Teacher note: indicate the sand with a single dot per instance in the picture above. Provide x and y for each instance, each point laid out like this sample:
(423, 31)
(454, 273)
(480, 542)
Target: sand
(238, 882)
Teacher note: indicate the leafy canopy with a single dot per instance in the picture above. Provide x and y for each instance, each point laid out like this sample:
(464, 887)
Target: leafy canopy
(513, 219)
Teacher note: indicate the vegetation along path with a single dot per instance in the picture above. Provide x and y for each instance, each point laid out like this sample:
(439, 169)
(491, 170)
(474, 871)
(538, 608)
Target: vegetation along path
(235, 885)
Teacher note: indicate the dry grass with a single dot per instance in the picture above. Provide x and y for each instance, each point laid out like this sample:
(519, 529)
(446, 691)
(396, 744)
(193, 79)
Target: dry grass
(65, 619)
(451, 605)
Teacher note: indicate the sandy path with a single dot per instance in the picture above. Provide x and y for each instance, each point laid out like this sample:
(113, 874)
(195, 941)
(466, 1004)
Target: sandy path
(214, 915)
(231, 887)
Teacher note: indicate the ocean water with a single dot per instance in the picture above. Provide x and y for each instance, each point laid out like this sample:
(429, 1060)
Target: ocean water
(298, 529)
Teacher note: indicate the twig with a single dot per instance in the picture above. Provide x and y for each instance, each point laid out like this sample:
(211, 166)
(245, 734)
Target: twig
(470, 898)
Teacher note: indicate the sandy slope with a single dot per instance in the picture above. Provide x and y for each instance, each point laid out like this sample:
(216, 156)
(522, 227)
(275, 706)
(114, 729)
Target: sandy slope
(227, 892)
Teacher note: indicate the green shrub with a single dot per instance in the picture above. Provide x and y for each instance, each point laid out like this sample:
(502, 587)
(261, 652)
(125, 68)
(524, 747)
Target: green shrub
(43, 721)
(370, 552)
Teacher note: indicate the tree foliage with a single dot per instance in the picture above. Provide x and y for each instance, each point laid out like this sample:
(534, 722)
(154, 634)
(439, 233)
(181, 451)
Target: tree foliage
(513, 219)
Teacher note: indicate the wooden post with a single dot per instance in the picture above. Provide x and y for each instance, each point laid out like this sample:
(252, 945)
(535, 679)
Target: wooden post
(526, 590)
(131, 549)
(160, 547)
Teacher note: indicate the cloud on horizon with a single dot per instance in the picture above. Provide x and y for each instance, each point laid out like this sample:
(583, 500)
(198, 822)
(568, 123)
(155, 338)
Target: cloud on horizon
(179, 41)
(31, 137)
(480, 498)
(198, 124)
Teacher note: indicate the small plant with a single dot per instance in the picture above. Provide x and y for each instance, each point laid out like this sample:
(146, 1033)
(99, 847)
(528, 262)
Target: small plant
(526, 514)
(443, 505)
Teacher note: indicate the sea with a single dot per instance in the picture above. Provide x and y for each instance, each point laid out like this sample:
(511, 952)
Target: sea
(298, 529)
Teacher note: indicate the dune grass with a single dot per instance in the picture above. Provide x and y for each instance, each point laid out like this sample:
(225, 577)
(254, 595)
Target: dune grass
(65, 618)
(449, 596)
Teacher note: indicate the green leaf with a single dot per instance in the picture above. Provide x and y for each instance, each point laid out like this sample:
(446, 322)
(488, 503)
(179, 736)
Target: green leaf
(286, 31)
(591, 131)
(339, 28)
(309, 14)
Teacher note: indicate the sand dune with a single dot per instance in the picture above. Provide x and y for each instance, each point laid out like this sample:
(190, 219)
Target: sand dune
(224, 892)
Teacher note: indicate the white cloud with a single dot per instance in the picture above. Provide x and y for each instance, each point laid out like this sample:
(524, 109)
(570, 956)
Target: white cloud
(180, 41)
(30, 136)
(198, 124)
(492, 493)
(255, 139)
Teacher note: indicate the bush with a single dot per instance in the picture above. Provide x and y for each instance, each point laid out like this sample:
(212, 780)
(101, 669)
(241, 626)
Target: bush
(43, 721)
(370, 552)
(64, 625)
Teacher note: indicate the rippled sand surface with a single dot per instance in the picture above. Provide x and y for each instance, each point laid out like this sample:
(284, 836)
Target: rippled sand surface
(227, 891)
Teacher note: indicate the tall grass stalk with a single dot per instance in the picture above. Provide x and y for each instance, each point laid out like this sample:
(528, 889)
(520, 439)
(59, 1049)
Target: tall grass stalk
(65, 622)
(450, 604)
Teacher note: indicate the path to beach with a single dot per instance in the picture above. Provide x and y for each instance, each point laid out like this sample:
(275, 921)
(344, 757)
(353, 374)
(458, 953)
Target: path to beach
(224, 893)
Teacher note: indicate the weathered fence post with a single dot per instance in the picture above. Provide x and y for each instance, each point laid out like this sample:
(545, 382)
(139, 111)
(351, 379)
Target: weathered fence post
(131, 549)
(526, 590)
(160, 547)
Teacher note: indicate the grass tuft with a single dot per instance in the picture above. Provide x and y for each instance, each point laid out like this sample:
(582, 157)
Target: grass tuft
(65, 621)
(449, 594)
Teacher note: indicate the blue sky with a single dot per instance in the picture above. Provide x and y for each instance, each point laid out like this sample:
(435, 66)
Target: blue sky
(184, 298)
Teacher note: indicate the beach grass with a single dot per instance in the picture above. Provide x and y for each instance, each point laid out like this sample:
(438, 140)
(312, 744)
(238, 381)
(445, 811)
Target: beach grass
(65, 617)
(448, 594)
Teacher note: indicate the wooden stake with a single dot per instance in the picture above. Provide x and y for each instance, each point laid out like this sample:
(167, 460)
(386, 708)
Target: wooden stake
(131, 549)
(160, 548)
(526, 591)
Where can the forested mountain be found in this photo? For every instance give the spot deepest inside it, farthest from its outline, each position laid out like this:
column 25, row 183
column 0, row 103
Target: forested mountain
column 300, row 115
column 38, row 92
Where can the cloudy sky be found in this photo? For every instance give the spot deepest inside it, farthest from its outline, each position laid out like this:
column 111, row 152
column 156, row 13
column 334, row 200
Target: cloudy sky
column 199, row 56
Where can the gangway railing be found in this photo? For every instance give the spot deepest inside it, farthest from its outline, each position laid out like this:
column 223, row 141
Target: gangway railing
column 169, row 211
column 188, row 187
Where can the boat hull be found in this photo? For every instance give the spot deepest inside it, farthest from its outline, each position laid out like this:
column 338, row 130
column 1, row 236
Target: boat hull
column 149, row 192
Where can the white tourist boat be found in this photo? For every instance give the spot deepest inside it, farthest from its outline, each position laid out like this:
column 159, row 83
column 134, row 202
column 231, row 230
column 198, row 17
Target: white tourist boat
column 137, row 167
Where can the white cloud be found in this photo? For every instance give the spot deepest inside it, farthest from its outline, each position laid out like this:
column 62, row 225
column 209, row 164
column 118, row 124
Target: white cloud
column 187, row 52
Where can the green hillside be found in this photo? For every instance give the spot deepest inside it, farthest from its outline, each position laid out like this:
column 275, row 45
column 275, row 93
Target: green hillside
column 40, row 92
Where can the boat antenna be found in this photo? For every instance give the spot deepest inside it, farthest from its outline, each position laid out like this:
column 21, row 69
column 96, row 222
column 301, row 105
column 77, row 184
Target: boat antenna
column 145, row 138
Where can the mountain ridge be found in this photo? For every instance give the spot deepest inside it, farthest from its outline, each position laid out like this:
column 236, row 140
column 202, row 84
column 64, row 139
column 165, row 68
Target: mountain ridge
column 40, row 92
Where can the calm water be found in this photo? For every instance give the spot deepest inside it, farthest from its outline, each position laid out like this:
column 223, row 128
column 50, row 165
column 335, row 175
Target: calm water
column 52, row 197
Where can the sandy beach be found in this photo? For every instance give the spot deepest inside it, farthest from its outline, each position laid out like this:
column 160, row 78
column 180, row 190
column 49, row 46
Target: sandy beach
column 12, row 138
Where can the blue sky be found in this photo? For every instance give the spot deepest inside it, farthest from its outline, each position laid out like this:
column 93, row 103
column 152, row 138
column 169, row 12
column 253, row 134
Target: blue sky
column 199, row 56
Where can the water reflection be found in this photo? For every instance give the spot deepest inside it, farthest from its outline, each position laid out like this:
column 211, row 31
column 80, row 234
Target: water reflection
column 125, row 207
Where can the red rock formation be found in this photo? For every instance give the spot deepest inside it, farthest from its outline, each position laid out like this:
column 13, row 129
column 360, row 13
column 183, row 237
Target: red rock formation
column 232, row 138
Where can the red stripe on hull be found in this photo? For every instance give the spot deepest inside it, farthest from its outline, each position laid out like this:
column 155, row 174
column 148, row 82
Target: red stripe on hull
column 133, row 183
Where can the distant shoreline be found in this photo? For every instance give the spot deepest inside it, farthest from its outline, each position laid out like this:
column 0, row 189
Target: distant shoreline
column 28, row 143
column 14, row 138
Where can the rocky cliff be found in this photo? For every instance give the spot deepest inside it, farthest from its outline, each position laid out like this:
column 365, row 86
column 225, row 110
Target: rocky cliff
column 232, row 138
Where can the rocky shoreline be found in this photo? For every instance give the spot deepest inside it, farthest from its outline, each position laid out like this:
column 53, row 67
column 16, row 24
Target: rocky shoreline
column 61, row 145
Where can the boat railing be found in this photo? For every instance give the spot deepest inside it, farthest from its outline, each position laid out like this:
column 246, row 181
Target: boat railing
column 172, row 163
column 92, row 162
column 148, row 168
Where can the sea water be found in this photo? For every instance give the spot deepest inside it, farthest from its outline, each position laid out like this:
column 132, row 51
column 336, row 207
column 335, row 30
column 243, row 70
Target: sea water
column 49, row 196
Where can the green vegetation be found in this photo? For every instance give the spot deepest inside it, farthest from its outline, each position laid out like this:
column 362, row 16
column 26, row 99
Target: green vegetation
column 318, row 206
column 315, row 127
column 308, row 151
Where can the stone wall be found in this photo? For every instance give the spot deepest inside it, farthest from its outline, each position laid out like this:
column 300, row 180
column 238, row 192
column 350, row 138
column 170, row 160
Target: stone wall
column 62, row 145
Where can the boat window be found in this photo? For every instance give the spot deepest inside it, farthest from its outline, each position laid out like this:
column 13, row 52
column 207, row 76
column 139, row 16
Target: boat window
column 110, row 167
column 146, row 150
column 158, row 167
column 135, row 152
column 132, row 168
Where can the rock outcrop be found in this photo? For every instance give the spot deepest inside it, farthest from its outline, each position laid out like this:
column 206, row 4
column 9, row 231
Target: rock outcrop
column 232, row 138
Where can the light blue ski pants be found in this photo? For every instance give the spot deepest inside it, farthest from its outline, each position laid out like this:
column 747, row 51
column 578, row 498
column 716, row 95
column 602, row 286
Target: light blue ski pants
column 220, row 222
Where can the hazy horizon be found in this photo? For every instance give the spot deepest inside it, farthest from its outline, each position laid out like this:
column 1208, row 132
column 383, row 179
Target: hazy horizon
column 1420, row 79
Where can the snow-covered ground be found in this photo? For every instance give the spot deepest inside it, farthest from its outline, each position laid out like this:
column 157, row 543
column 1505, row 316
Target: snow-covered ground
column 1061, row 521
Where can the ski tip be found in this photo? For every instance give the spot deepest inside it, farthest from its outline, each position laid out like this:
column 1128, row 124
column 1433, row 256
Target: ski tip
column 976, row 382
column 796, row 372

Given exercise: Start at the line that contains "Where can the cloudy" and stop after the line that contains "column 145, row 138". Write those lines of the records out again, changing "outline" to "edge" and leaving everything else the same.

Reply:
Where can the cloudy sky be found in this photo? For every instance give the spot deepest inside it, farthest from its edge, each position laid out like this:
column 111, row 152
column 156, row 13
column 334, row 200
Target: cloudy sky
column 199, row 56
Where can the gangway railing be found in this photo? For every instance give the spot deepest inside it, farthest from its edge, each position laid out like this:
column 223, row 141
Target: gangway railing
column 169, row 211
column 188, row 187
Where can the boat hull be found in this photo? For every instance give the spot deepest inside it, farthest from its edge, each position laid out like this:
column 338, row 130
column 1, row 236
Target: boat hull
column 149, row 192
Where can the white tourist boat be found in this photo? For every instance give the spot deepest inside it, farthest from its edge, each position laid out like this:
column 159, row 83
column 134, row 202
column 231, row 230
column 198, row 17
Target: white tourist boat
column 137, row 167
Where can the white cloud be found in this photo? For every instance give the spot deepest inside it, farthest from its edge, each position laid out like this:
column 62, row 225
column 209, row 164
column 118, row 124
Target: white cloud
column 187, row 52
Where can the green hillside be found in this photo? For every instance give the spot deepest inside it, farthest from its edge, each position laid out like this:
column 275, row 45
column 275, row 93
Target: green hillside
column 40, row 92
Where can the boat antenna be found in this photo? For every instance give the spot deepest inside it, farthest from its edge, each position laid out like this:
column 21, row 69
column 96, row 222
column 301, row 105
column 77, row 184
Target: boat antenna
column 145, row 138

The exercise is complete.